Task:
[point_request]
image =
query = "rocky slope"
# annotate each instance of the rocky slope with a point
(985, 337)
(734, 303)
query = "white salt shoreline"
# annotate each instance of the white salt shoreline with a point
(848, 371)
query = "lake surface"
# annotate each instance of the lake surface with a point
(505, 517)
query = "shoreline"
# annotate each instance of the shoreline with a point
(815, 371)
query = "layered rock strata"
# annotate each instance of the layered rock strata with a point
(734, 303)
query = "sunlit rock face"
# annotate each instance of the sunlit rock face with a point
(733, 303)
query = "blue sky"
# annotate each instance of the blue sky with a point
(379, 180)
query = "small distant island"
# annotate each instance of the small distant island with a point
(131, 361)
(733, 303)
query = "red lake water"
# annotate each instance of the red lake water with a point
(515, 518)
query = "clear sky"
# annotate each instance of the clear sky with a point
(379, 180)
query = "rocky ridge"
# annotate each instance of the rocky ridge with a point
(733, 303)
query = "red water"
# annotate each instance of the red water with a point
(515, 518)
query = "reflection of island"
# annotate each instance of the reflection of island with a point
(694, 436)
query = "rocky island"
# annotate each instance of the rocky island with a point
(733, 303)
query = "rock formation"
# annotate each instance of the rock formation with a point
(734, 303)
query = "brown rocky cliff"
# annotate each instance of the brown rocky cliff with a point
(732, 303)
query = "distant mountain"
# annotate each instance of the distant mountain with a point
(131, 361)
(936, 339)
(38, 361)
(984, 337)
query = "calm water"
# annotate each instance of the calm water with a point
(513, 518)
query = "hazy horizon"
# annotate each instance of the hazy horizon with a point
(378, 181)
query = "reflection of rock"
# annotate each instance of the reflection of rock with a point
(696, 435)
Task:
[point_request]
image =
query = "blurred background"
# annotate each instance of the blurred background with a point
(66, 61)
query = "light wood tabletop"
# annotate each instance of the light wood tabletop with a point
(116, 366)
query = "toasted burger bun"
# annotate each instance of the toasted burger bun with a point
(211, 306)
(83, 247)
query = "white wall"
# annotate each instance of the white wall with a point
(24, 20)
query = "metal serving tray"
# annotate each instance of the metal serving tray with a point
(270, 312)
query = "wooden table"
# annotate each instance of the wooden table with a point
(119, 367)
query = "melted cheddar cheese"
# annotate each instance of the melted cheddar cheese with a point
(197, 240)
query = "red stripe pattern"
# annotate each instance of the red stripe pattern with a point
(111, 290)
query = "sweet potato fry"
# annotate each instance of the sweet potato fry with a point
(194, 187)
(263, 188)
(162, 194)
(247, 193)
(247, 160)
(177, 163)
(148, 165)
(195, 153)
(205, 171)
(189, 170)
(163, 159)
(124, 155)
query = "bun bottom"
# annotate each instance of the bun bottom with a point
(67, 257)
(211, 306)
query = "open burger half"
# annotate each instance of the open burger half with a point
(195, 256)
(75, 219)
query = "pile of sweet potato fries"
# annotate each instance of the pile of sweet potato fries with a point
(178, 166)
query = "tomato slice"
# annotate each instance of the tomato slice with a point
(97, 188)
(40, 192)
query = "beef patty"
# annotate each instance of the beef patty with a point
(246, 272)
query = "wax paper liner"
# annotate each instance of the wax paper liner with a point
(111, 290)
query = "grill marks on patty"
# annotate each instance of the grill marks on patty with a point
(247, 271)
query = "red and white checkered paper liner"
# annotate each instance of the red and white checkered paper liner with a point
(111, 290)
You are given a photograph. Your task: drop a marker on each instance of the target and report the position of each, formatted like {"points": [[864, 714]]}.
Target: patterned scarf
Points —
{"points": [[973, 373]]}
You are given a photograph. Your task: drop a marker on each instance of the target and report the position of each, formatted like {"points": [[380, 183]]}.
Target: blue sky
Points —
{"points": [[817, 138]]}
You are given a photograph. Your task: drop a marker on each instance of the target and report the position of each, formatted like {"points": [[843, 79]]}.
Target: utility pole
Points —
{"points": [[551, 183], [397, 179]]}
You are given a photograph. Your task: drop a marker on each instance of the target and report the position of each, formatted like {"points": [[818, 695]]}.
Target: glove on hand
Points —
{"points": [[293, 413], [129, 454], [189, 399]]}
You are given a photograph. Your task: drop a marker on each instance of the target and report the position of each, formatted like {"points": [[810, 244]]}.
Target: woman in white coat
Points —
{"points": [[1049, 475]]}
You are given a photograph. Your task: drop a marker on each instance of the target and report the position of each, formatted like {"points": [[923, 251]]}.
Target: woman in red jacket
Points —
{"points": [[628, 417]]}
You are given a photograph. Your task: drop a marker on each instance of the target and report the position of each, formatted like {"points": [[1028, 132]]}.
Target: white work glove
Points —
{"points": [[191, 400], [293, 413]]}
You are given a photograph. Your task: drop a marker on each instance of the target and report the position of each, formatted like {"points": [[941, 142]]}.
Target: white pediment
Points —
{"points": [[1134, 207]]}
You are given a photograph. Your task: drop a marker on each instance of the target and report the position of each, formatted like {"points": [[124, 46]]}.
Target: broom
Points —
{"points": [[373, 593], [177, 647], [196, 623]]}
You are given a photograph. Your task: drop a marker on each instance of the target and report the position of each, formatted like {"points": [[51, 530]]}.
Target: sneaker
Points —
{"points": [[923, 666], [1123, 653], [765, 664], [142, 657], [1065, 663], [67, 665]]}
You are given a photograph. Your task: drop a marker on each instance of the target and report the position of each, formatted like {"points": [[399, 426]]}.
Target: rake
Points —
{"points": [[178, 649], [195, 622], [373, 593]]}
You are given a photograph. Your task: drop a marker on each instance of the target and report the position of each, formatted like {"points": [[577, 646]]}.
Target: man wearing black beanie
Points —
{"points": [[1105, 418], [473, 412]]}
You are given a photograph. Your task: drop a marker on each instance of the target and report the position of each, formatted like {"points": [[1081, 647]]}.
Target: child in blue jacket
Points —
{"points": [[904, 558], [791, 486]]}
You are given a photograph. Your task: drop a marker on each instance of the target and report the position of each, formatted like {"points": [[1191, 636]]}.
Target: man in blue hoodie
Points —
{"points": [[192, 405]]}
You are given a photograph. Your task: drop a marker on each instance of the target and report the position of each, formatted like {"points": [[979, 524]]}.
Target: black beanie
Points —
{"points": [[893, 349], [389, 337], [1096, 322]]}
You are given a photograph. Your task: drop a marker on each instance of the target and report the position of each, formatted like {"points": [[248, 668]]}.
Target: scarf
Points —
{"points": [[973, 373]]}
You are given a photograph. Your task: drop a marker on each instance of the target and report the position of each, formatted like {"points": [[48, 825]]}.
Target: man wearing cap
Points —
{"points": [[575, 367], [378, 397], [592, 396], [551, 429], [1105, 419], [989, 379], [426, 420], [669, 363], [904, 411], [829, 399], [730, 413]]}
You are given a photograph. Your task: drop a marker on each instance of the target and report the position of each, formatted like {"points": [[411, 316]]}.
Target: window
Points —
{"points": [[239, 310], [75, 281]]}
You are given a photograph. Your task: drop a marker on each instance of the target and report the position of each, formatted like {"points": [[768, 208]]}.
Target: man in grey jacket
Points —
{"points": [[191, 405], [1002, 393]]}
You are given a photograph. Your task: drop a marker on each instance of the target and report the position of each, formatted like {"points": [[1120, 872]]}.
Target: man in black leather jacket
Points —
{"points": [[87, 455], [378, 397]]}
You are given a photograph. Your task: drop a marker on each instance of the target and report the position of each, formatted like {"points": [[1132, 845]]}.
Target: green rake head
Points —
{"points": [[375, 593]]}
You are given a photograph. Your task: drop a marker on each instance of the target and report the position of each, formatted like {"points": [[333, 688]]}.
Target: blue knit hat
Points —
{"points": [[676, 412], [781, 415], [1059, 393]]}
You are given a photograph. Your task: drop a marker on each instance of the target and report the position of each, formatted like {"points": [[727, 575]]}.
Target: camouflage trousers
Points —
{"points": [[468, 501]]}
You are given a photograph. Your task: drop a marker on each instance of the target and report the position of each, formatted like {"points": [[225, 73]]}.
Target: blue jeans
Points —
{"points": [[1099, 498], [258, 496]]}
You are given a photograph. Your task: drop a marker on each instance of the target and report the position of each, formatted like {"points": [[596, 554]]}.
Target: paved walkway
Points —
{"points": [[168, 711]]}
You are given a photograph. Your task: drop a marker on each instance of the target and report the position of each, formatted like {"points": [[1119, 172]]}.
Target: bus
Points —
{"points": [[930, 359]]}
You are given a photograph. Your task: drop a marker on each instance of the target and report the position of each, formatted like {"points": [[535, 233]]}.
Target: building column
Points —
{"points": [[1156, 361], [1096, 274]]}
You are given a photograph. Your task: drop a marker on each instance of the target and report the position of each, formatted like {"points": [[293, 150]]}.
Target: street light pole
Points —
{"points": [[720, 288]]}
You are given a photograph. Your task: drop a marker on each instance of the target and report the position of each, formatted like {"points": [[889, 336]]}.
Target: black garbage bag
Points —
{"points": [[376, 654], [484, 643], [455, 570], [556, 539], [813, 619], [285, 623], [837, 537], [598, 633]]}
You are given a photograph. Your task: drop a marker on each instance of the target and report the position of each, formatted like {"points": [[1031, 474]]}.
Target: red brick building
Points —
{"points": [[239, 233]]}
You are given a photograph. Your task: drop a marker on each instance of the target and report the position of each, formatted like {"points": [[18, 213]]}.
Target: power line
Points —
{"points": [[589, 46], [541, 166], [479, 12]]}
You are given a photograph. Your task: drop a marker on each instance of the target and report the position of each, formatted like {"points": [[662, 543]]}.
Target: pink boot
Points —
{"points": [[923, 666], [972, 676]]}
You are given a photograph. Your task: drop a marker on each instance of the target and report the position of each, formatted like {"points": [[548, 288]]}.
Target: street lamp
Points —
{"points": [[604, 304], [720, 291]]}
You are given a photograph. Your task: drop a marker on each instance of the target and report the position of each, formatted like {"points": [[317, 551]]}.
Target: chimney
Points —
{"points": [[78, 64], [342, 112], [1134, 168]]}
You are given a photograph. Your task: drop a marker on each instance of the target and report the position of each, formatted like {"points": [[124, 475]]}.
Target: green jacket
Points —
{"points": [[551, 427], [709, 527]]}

:::

__What to work on__.
Your answer should be one number: how many lines of the listing include the word "black".

__Solution to the exercise__.
4